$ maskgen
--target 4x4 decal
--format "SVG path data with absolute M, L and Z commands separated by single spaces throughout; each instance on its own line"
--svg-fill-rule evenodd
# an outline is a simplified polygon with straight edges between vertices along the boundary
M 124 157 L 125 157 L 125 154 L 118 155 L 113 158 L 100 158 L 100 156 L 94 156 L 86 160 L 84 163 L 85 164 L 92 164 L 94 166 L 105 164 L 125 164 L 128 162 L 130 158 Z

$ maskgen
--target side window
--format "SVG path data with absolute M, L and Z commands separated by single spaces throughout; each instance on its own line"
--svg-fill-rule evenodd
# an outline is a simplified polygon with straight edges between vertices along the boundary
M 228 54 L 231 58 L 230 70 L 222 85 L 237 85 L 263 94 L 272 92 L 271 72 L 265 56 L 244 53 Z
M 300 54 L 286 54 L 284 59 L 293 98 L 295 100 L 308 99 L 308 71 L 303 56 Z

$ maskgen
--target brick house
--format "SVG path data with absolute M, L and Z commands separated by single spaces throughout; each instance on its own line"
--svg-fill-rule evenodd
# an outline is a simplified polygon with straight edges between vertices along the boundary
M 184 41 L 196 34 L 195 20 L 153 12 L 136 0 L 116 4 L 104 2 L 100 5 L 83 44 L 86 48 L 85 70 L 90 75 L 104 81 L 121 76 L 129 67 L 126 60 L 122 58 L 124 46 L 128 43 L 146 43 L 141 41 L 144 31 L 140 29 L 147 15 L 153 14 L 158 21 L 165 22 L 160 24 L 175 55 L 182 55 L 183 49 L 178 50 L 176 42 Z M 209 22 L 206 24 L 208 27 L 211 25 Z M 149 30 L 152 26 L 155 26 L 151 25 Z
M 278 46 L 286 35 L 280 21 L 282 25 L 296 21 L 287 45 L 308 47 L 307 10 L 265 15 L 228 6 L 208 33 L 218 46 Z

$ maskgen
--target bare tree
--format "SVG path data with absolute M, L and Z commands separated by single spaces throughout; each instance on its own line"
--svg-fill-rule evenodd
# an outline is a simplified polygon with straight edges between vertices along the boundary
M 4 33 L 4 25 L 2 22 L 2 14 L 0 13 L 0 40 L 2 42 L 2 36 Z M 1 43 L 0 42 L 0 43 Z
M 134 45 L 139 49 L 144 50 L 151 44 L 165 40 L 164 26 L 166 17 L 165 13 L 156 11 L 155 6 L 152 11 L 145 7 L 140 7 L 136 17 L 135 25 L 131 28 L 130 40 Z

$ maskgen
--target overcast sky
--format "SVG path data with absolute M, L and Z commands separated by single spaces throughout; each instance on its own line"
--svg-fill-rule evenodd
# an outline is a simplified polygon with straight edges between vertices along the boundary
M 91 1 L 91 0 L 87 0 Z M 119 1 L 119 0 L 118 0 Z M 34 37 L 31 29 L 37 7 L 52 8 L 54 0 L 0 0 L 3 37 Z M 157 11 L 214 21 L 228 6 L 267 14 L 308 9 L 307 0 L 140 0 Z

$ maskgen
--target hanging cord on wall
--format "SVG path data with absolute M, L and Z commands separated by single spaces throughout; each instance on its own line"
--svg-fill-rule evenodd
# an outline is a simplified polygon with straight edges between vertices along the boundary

-=-=-

Convert all of the data above into a numbered list with one line per item, omitting the blank lines.

1. $ maskgen
2. --target 4x4 decal
3. --format "SVG path data with absolute M, L and Z commands separated by single spaces throughout; each instance on its own line"
4. --svg-fill-rule evenodd
5. # an outline is a simplified polygon with straight edges between vertices along the boundary
6. M 124 157 L 125 157 L 125 154 L 118 155 L 113 158 L 100 158 L 100 156 L 94 156 L 86 160 L 84 163 L 85 164 L 92 164 L 94 166 L 105 164 L 125 164 L 128 162 L 130 158 Z
7. $ maskgen
8. --target side window
9. --format "SVG path data with absolute M, L and Z commands separated by single spaces throughout; each instance on its own line"
10. --svg-fill-rule evenodd
11. # an outline is a simplified polygon with straight edges between vertices along the boundary
12. M 228 54 L 231 58 L 230 70 L 222 85 L 237 85 L 263 94 L 272 92 L 271 72 L 265 56 L 244 53 Z
13. M 300 54 L 286 54 L 284 59 L 293 98 L 295 100 L 308 99 L 308 71 L 303 56 Z
14. $ maskgen
15. --target brick house
16. --format "SVG path data with absolute M, L and Z commands separated by single spaces throughout; each instance on its own line"
17. --svg-fill-rule evenodd
18. # an outline is a simplified polygon with straight edges between vertices along the boundary
19. M 184 41 L 196 34 L 195 20 L 153 12 L 136 0 L 116 4 L 104 2 L 100 5 L 83 44 L 86 48 L 85 70 L 90 75 L 104 81 L 121 76 L 129 67 L 126 60 L 122 58 L 124 46 L 128 43 L 146 43 L 141 41 L 144 31 L 140 29 L 147 15 L 153 14 L 158 21 L 165 22 L 160 24 L 175 55 L 182 55 L 183 49 L 178 50 L 176 42 Z M 209 22 L 206 24 L 208 27 L 211 25 Z M 149 30 L 152 26 L 155 26 L 151 25 Z
20. M 278 46 L 286 35 L 280 21 L 282 25 L 296 21 L 287 45 L 308 47 L 307 10 L 265 15 L 228 6 L 208 33 L 218 46 Z
21. $ maskgen
22. --target bare tree
23. --format "SVG path data with absolute M, L and Z commands separated by single spaces throughout; each instance on its own line"
24. --svg-fill-rule evenodd
25. # an outline is a simplified polygon with straight edges between vertices along the boundary
26. M 4 33 L 4 25 L 2 22 L 2 14 L 0 13 L 0 40 L 2 42 L 2 36 Z M 1 43 L 0 42 L 0 43 Z
27. M 134 45 L 139 49 L 144 50 L 151 44 L 165 40 L 164 26 L 166 17 L 165 13 L 156 11 L 155 6 L 152 11 L 145 7 L 140 7 L 136 17 L 135 25 L 131 28 L 130 40 Z
28. $ maskgen
29. --target overcast sky
30. --format "SVG path data with absolute M, L and Z commands separated by single spaces throughout; each instance on its own line"
31. --svg-fill-rule evenodd
32. # an outline is a simplified polygon with straight edges between vertices along the boundary
33. M 91 1 L 91 0 L 87 0 Z M 119 1 L 119 0 L 118 0 Z M 34 37 L 31 29 L 37 7 L 52 8 L 54 0 L 0 0 L 3 37 Z M 157 11 L 214 21 L 228 6 L 267 14 L 308 9 L 307 0 L 140 0 Z
34. $ maskgen
35. --target hanging cord on wall
36. --format "SVG path data with absolute M, L and Z commands separated by single spaces throughout; each instance on its own line"
37. --svg-fill-rule evenodd
38. # an outline is a simplified polygon with straight edges between vertices along the boundary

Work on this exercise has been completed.